**GIVEN ENTRIES:**

# # #

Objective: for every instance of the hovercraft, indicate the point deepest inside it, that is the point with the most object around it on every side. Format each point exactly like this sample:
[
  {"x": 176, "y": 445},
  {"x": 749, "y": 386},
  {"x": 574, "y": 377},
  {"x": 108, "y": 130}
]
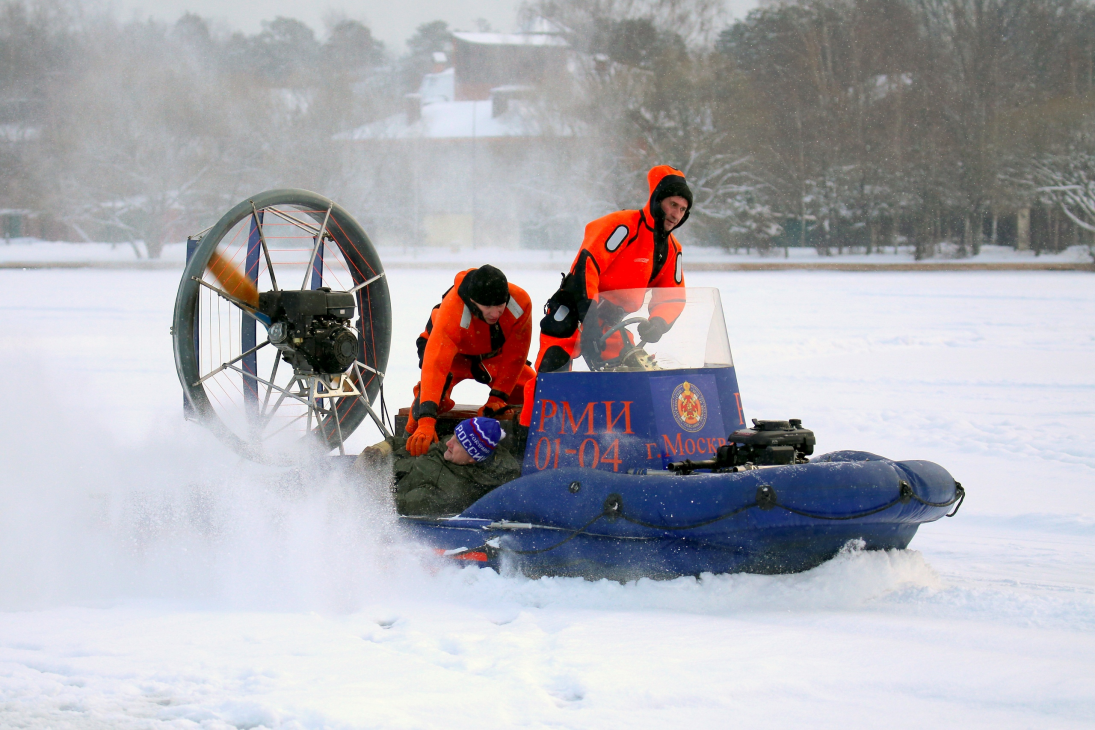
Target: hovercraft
[
  {"x": 640, "y": 464},
  {"x": 637, "y": 462}
]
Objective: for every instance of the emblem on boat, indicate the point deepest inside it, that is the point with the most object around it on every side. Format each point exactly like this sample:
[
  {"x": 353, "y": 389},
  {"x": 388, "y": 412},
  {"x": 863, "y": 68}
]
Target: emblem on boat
[{"x": 690, "y": 409}]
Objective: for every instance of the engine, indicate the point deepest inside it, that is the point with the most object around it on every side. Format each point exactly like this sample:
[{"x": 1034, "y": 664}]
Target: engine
[
  {"x": 312, "y": 328},
  {"x": 767, "y": 443}
]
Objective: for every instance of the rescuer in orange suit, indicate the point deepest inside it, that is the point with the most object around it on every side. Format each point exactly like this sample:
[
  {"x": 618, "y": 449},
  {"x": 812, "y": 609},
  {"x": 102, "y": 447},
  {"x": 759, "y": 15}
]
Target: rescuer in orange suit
[
  {"x": 481, "y": 331},
  {"x": 625, "y": 250}
]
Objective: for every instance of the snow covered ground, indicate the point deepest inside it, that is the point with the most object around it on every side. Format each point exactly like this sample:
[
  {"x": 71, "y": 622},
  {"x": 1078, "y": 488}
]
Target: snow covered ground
[{"x": 149, "y": 579}]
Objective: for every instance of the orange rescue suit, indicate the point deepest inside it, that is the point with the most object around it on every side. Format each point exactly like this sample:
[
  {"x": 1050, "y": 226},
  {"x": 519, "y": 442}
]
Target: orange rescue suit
[
  {"x": 458, "y": 345},
  {"x": 620, "y": 251}
]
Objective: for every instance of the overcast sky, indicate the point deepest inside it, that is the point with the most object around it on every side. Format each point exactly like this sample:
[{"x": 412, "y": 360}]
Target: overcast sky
[{"x": 391, "y": 21}]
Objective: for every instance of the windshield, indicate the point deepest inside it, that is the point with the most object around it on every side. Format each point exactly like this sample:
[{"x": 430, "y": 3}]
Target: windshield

# # #

**PROBLEM REQUIREMENTS:** Return every line of the entries above that the string "windshield" appears in.

**TASK RESULT:**
Objective: for every instance of the windshield, indicate the point deepest inside it, that is the point with the most object around it on every side. Format each point exactly like this sample:
Target: windshield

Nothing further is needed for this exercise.